Task
From top to bottom, retype the data exactly, passing over any picture.

Data extract
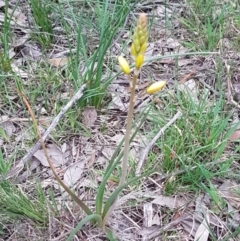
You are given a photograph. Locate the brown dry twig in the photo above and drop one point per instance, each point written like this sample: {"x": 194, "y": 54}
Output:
{"x": 18, "y": 168}
{"x": 73, "y": 196}
{"x": 153, "y": 141}
{"x": 229, "y": 85}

Answer box
You are given a photograph. Locate the brown dry twig in the photo above and drop one point per instance, each point written like this sample: {"x": 194, "y": 54}
Output:
{"x": 18, "y": 168}
{"x": 73, "y": 196}
{"x": 153, "y": 141}
{"x": 229, "y": 85}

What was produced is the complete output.